## SOURCE TEXT
########################################
It was a practice that may have saved her life.

Williams is one of 90 women to take part in the Dana-Farber study of patients who had been treated for Hodgkin's lymphoma at a young age. Better informed than some other patients about her future risk of breast cancer, Williams was especially vigilant about following her doctors' advice.

Still, she may have thought she'd beaten the odds. When breast tumors arise in survivors of Hodgkin's lymphoma, they generally do so within eight to 10 years of treatment. Williams made it past the 10-year mark with no problems. Even a lump in her right breast in 1996 proved harmless.

In early 1999, though, Williams felt a lump in her left breast. Her primary care physician felt three. The lumps could no longer be felt when she came to DFCI for an ultrasound and mammography screening, but the mammogram then detected lumps in both breasts. Biopsies confirmed that the masses were cancerous.

That May, Williams had breast surgery. Her surgeon, Barbara Smith, M.D., Ph.D., chief of breast surgical services in the Gillette Center for Women's Cancers at Dana-Farber, explained to her that radiation therapy was not an option for the breast tumors: the radiation she had received as a teenager prevented further radiation to her breasts.

Though Williams was alarmed at the prospect of surgery, the diagnosis of cancer was not in itself shocking, thanks to the information she had been given when younger. "I was always aware of the possibility that I had a higher than average chance of developing breast cancer, so when I went in for the mammogram at Dana-Farber, I wasn't terrified, as many women are," Williams remarks. "In a way, I kind of expected it."

The surgery was followed by two breast reconstruction procedures, and, two years after her initial surgery, Williams is now free of cancer.

"Sharon is an excellent example of how an informed, conscientious survivor of cancer can improve the chances of her long-term survival," Dr. Smith says. "Her participation in the study being led by Dr. Diller will provide an important benefit to the patients who come after her."
########################################
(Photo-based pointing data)
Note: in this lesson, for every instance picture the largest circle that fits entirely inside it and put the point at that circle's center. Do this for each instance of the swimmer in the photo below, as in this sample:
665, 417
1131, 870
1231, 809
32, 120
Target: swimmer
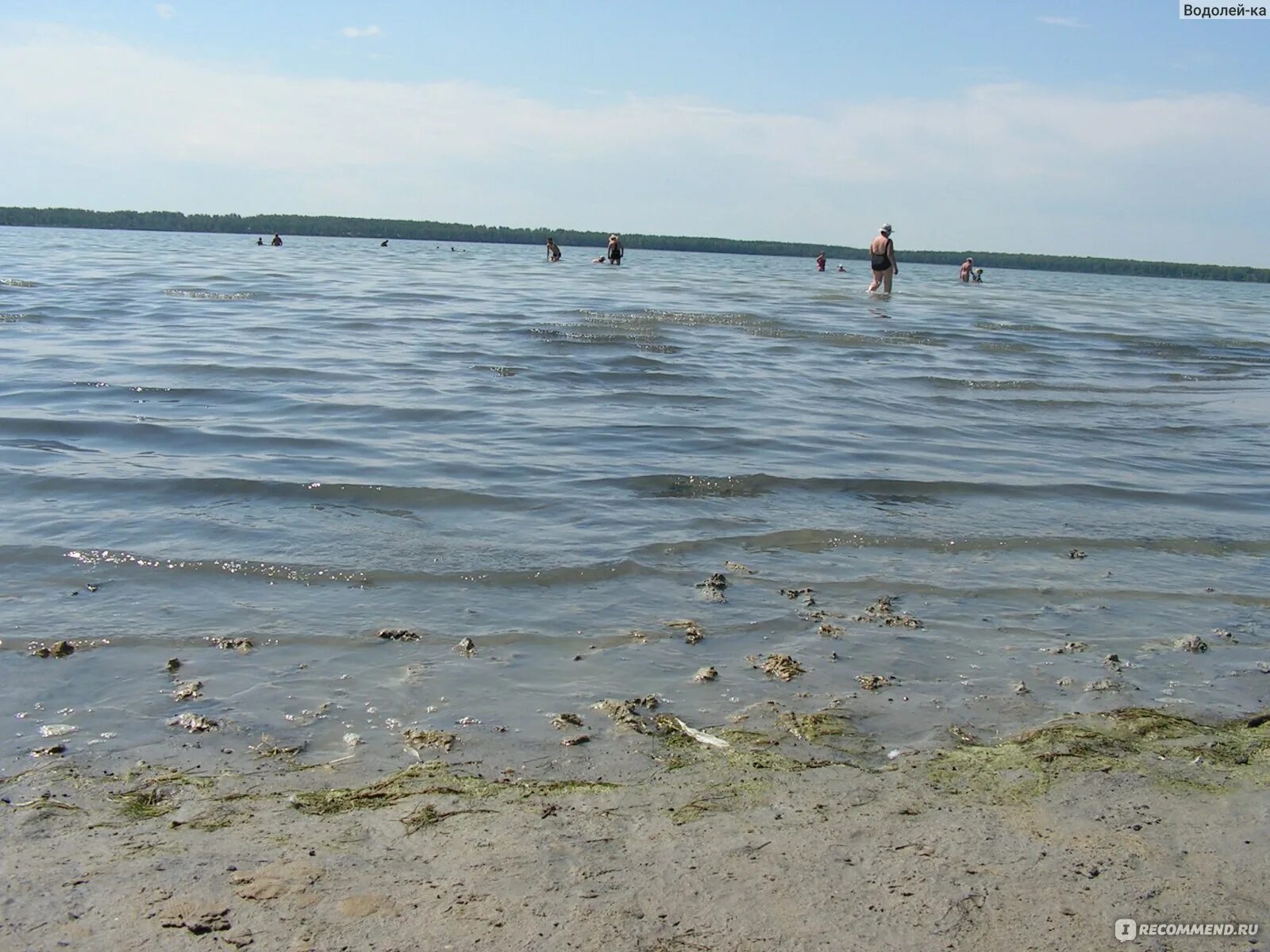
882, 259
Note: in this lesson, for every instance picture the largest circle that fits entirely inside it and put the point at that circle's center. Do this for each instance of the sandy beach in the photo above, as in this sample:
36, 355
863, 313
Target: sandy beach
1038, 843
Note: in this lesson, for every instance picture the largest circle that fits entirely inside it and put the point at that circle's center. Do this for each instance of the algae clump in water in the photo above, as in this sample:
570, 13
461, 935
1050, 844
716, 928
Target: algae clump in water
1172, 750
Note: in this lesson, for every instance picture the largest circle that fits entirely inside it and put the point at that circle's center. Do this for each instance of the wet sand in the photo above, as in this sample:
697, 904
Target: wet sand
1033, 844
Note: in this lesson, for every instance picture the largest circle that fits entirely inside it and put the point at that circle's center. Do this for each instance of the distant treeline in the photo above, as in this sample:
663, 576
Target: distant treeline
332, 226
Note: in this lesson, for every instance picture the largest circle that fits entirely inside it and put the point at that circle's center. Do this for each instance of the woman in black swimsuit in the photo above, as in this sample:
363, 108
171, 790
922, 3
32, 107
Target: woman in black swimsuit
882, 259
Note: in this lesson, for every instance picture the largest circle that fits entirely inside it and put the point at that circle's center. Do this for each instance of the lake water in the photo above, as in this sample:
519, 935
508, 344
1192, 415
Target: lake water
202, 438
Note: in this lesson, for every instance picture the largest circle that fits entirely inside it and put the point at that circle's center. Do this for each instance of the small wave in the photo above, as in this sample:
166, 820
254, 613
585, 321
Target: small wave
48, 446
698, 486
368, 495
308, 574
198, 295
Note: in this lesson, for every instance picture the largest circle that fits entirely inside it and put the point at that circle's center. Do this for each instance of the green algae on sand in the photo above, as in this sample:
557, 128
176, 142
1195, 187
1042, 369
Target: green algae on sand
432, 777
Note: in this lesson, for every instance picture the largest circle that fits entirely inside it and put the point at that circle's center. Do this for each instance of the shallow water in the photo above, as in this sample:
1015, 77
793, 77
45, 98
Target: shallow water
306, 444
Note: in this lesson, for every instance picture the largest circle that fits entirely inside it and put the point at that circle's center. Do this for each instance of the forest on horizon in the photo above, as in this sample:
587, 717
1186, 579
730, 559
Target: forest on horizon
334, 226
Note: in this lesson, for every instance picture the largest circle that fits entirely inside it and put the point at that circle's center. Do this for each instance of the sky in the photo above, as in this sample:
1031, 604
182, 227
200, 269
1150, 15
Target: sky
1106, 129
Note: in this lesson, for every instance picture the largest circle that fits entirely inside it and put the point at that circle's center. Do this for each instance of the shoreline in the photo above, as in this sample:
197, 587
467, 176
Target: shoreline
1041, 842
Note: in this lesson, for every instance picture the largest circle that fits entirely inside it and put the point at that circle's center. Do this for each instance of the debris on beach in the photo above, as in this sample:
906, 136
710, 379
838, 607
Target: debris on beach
########################################
## WORK TO BE COMPLETED
Decide whether each statement agrees with the text about Sharon Williams, answering yes or no and quoting the deciding words: (a) Williams passed the 10-year mark after treatment with no problems; (b) her breast tumors were treated with radiation therapy; (c) she was terrified when she went in for the mammogram at Dana-Farber.

## EXERCISE SOLUTION
(a) Yes: "Williams made it past the 10-year mark with no problems."
(b) No: "radiation therapy was not an option for the breast tumors"
(c) No: "I wasn't terrified, as many women are"